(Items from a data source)
····················
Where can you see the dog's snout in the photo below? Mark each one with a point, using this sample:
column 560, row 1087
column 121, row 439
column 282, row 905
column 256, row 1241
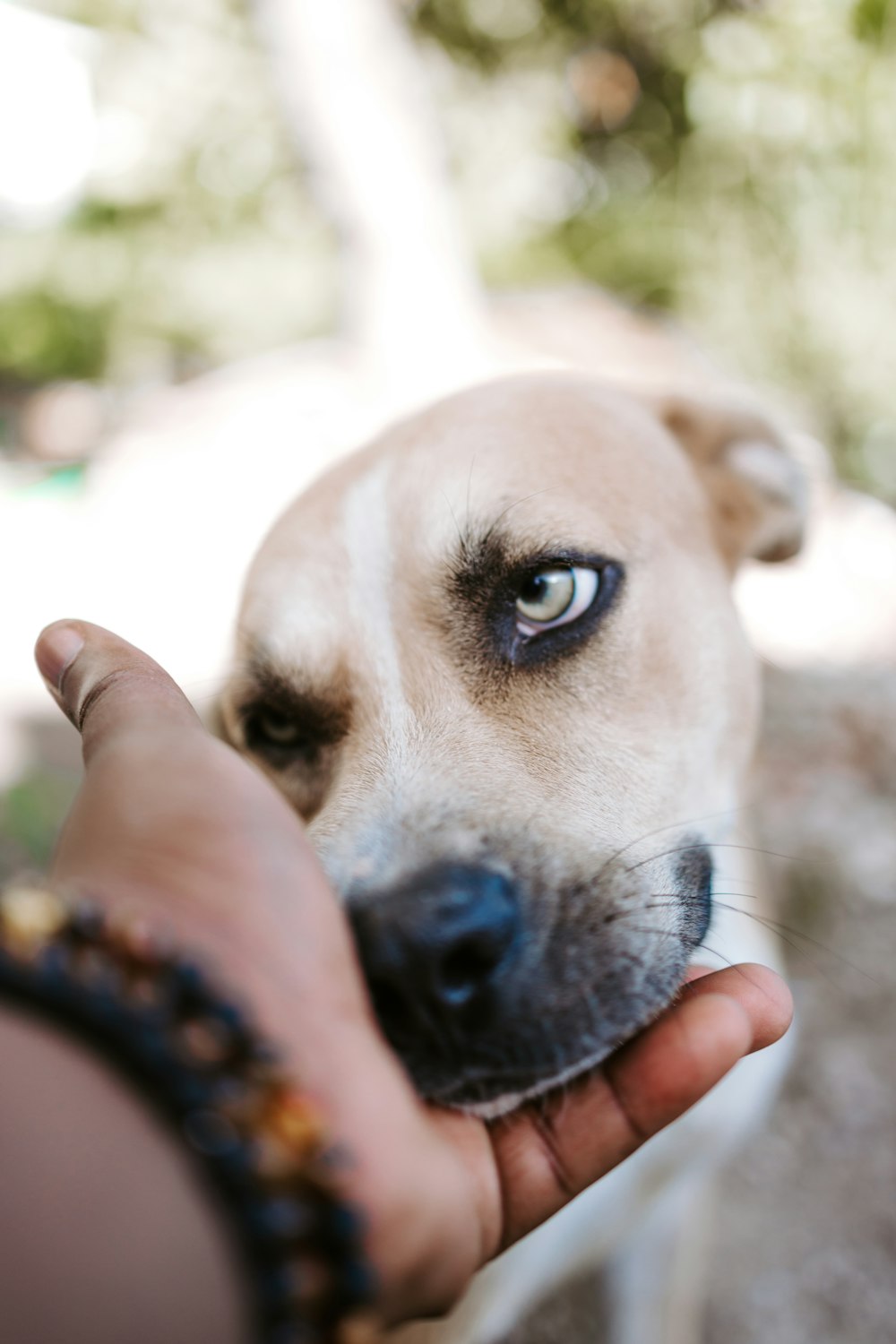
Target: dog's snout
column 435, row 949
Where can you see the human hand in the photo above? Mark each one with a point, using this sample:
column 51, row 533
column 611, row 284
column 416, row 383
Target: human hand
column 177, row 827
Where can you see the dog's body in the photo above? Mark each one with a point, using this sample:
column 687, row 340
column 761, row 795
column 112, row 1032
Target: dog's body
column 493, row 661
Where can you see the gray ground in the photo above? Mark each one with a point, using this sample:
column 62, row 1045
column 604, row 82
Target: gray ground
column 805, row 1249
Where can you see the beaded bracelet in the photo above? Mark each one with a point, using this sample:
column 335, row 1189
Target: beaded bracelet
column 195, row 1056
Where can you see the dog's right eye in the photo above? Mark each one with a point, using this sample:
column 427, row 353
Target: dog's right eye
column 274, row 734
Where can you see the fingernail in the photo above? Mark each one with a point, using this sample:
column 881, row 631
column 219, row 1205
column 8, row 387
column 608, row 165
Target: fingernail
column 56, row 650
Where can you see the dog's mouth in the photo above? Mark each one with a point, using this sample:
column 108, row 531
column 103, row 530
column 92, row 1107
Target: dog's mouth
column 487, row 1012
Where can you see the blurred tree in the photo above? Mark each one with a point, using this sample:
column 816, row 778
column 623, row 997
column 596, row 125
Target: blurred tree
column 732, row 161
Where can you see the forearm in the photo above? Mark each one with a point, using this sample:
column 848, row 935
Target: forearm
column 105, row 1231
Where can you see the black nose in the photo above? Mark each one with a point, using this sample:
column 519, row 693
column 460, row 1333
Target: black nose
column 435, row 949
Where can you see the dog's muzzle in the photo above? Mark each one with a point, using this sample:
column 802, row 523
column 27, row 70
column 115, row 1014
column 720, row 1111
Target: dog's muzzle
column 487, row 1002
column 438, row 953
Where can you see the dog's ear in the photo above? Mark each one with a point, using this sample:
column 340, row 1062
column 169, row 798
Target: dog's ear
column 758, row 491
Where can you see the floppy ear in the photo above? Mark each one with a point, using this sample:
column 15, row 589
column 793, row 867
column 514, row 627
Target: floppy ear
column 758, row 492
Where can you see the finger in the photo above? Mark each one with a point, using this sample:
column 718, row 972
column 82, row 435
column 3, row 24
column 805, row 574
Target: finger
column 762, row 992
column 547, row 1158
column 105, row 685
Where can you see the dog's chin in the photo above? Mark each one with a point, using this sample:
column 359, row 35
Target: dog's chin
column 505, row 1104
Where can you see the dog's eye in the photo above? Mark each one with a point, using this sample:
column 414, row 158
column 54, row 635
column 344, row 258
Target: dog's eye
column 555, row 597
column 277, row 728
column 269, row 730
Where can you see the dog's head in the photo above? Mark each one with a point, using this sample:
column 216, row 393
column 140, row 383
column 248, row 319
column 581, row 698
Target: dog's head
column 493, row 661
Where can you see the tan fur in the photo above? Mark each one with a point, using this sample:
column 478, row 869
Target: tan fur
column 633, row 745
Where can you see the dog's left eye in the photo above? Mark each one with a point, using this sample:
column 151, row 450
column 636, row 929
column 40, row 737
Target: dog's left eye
····················
| Task goal |
Word for word, give the entries back in full; the pictures do not belong in the copy.

| Response for this exercise |
Where can you see the dog's snout in the photo below? Mark each one with a point, using this sample:
column 560, row 1087
column 121, row 439
column 282, row 905
column 256, row 1241
Target: dog's snout
column 435, row 949
Where can you see the human hand in the photo above? Mark each one with a point, using this sample:
column 51, row 533
column 611, row 284
column 416, row 383
Target: human hand
column 177, row 827
Where can you see the dog's body in the photo above? Mark each one with a point, using this sample:
column 687, row 340
column 761, row 795
column 112, row 1032
Target: dog's body
column 493, row 661
Where can you see the gray ground in the photo above? Mark each one with a point, using this sample:
column 62, row 1045
column 604, row 82
Target: gray ground
column 805, row 1249
Where can you see the beaded bracelet in the photo above? Mark each one with a point, using this sample:
column 335, row 1189
Target: beaded bracelet
column 195, row 1056
Where can you see the dog's right eye in the photo above? Mark each one with a point, using this sample:
column 427, row 353
Target: dog's right eye
column 274, row 734
Where can you see the fingernail in the photo above? Mark each one with a point, using this sample:
column 881, row 631
column 219, row 1205
column 8, row 387
column 608, row 165
Target: fingernail
column 56, row 650
Where can you see the dog's mouth in the photo above? Mark each one with a point, using this sample:
column 108, row 531
column 103, row 530
column 92, row 1107
Target: dog's mouth
column 487, row 1012
Where can you see the blurred tree in the photo above? Mark each one with a point, using this sample:
column 816, row 778
column 623, row 997
column 596, row 125
Target: blurred tree
column 732, row 161
Where can you see the forearm in the photo above? Mark each one with a point, using this sample:
column 848, row 935
Target: forearm
column 105, row 1231
Where can you see the black nose in the photo above? Mark each one with a point, using this sample:
column 519, row 693
column 460, row 1333
Target: black nose
column 435, row 949
Where can you see the dog's muzzle in the photo above? Mark each one with a point, using this sample:
column 802, row 523
column 27, row 70
column 115, row 1014
column 720, row 1111
Target: dog's muzzle
column 487, row 1002
column 438, row 953
Where can you see the dog's ear in the photo above? Mark each one with a point, using this sample:
column 340, row 1062
column 169, row 798
Target: dog's ear
column 758, row 491
Where can you see the floppy ear in the photo above? Mark each one with a point, using this sample:
column 15, row 589
column 793, row 867
column 514, row 627
Target: floppy ear
column 758, row 492
Where can you see the finger in the photo above? Mark each one with a point, using this sample:
column 718, row 972
column 82, row 435
column 3, row 24
column 805, row 574
Target: finger
column 762, row 992
column 547, row 1158
column 105, row 685
Where can you see the dog's chin in the photo above? Mark each one with a point, using this sample:
column 359, row 35
Target: dog's chin
column 505, row 1104
Where can you see the dog's eye in the photo above? Mark each one with a point, using this sample:
column 414, row 158
column 54, row 635
column 344, row 258
Target: dog's eye
column 555, row 597
column 277, row 728
column 269, row 730
Where can you see the dog's head in the photo above? Mark each one with a point, using this sample:
column 216, row 393
column 140, row 383
column 248, row 319
column 581, row 698
Target: dog's head
column 493, row 661
Where can you see the tan fur in the photo above? Mark each one with a point, using this sample:
column 478, row 869
Target: tan fur
column 633, row 745
Where can you see the dog's left eye in the photo above? Mark each one with a point, using this sample:
column 151, row 450
column 636, row 929
column 40, row 737
Target: dog's left eye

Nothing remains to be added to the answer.